Слово о слове, стр. 34

7.3. Бесы

Именно с такого рода трансцендентностью столкнулся и Базаров. Но ладно, если бы дело ограничивалось одним только им, личной драмой вымышленного романистом литературного героя. Осязаемая действительность куда страшней любого вымысла, и реальные бесы, порожденные отторжением подлинной культуры, оказались куда страшнее и бесов от Луки, и бесов от Достоевского…

Вкратце повторю сказанное.

Человек – существо творческое. Но как в последнюю истину человек может веровать и в высокую нравственную заповедь, и в простую целесообразность. И если верно то, что "В начале было Слово", то все равно необходимо уточнить, ибо одних подвигает величие Слова, открывшегося Иоанну, других завораживает колдовская магия тех, которые вспыхнули на последнем пиру Валтасара. Самое же печальное заключается в том, что все эти "мене, текел, упарсин" представляют собой гораздо более простое и удобное основание для практических действий, нежели ригоризм нравственных императивов. И вот здесь круг замыкается: человек – существо творческое! Но там, где все может быть взвешено, сочтено, измерено, творят уже по каким-то своим законам:

"Есть творчество навыворот, и он
Вспять исследил все звенья мирозданья,
Разъял Вселенную на вес и на число,
Пророс сознанием до недр природы,
Вник в вещество, впился, как паразит,
В хребет земли неугасимой болью,
К запретным тайнам подобрал ключи,
Освободил заклепанных титанов,
Построил их железные тела,
Запряг в неимоверную работу;
Преобразил весь мир, но не себя,
И стал рабом своих же гнусных
Тварей."

» НАБОР ЗАДАНИЙ:
1/ Ответьте на вопросы по статье.
(a) Какой литературный герой, согласно статье, столкнулся с трансцендентностью?
(b) Кому открылось Слово, величие которого подвигает одних?
(c) На чьем последнем пиру вспыхнули слова "мене, текел, упарсин"?
2/ Пожалуйста, измените фрагмент статьи, начиная с "Слово о слове, стр." и далее вплоть до "Вкратце повторю сказанное.": слово "романистом" замените на "писателем".
Записи никак не связаны со статьей.

» ЗАПИСАННЫЕ ДАННЫЕ:
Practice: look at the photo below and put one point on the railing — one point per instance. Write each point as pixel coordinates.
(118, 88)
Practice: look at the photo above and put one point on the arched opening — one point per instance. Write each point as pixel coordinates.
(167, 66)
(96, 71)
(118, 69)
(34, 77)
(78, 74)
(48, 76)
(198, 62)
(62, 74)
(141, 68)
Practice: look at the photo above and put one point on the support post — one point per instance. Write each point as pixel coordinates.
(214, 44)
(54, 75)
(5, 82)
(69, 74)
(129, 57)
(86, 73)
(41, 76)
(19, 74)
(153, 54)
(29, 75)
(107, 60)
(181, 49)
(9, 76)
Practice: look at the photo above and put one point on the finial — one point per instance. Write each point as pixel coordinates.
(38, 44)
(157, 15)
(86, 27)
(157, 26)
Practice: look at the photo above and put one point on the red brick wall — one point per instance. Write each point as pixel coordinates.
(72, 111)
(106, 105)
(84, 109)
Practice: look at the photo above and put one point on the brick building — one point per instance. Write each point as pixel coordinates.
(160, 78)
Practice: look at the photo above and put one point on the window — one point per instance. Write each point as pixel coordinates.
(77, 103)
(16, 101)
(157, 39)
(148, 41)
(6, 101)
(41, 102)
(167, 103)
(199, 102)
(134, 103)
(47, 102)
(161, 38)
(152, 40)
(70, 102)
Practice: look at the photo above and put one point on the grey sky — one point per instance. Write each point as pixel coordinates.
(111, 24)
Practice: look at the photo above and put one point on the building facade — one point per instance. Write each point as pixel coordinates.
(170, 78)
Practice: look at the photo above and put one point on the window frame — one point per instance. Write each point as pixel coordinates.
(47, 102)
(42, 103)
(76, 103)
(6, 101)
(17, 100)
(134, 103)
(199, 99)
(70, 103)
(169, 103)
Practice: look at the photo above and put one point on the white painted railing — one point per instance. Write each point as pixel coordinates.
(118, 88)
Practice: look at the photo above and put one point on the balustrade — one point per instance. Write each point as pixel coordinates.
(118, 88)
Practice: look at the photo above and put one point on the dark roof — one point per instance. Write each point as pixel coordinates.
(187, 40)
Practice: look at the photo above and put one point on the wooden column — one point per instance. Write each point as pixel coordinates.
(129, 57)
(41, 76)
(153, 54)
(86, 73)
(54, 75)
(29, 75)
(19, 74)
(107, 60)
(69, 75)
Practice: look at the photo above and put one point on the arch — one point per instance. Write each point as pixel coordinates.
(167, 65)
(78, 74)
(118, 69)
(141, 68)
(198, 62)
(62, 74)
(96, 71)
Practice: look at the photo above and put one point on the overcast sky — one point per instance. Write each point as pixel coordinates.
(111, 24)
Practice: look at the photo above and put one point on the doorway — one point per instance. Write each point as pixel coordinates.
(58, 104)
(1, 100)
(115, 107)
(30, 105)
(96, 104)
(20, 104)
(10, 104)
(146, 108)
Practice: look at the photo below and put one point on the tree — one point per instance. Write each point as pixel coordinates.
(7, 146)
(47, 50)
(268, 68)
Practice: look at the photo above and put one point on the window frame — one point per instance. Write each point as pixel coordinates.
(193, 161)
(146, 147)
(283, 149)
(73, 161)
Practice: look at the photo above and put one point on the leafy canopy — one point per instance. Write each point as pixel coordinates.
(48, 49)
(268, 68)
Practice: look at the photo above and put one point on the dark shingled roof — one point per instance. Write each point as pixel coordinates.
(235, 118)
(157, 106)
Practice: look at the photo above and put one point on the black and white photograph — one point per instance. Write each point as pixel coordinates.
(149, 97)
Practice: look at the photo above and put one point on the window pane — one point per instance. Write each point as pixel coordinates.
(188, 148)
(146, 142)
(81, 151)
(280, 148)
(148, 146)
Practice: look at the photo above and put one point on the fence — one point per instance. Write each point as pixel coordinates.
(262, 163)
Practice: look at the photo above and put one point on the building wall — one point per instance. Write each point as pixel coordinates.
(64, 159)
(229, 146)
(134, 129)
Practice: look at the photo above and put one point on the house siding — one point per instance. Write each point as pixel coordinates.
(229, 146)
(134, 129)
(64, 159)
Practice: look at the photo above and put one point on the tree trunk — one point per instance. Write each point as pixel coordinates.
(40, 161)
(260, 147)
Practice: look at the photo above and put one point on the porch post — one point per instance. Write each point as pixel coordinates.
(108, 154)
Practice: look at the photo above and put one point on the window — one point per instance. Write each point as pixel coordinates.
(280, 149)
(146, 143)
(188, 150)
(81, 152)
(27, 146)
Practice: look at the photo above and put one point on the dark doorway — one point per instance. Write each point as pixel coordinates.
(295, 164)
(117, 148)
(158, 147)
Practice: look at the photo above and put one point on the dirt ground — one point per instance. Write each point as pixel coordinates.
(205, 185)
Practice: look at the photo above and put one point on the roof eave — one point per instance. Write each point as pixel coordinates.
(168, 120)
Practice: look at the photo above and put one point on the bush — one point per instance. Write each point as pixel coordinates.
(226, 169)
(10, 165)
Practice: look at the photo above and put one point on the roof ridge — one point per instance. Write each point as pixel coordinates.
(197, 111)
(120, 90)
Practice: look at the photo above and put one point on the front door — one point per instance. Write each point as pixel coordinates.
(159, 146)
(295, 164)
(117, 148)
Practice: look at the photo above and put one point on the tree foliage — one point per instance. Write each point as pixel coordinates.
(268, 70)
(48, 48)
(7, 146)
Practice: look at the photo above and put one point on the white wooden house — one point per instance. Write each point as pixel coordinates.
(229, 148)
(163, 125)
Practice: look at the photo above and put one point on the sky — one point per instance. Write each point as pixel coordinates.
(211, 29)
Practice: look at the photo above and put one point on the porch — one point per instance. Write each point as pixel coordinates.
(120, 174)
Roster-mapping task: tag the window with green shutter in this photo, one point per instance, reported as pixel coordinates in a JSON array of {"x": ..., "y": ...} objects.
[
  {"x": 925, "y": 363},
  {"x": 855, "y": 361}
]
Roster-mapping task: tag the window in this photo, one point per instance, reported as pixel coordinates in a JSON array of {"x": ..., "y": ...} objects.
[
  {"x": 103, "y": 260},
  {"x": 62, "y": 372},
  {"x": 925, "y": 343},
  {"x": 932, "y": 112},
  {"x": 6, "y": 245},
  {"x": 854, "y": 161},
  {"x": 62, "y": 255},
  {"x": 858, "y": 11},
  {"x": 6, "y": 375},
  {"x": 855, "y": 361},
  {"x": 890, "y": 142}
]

» ОТВЕТЫ К ЗАДАНИЯМ:
1/
(a) Базаров.
(b) Иоанну.
(c) На пиру Валтасара.

2/
Слово о слове, стр. 34

7.3. Бесы

Именно с такого рода трансцендентностью столкнулся и Базаров. Но ладно, если бы дело ограничивалось одним только им, личной драмой вымышленного писателем литературного героя. Осязаемая действительность куда страшней любого вымысла, и реальные бесы, порожденные отторжением подлинной культуры, оказались куда страшнее и бесов от Луки, и бесов от Достоевского…

Вкратце повторю сказанное.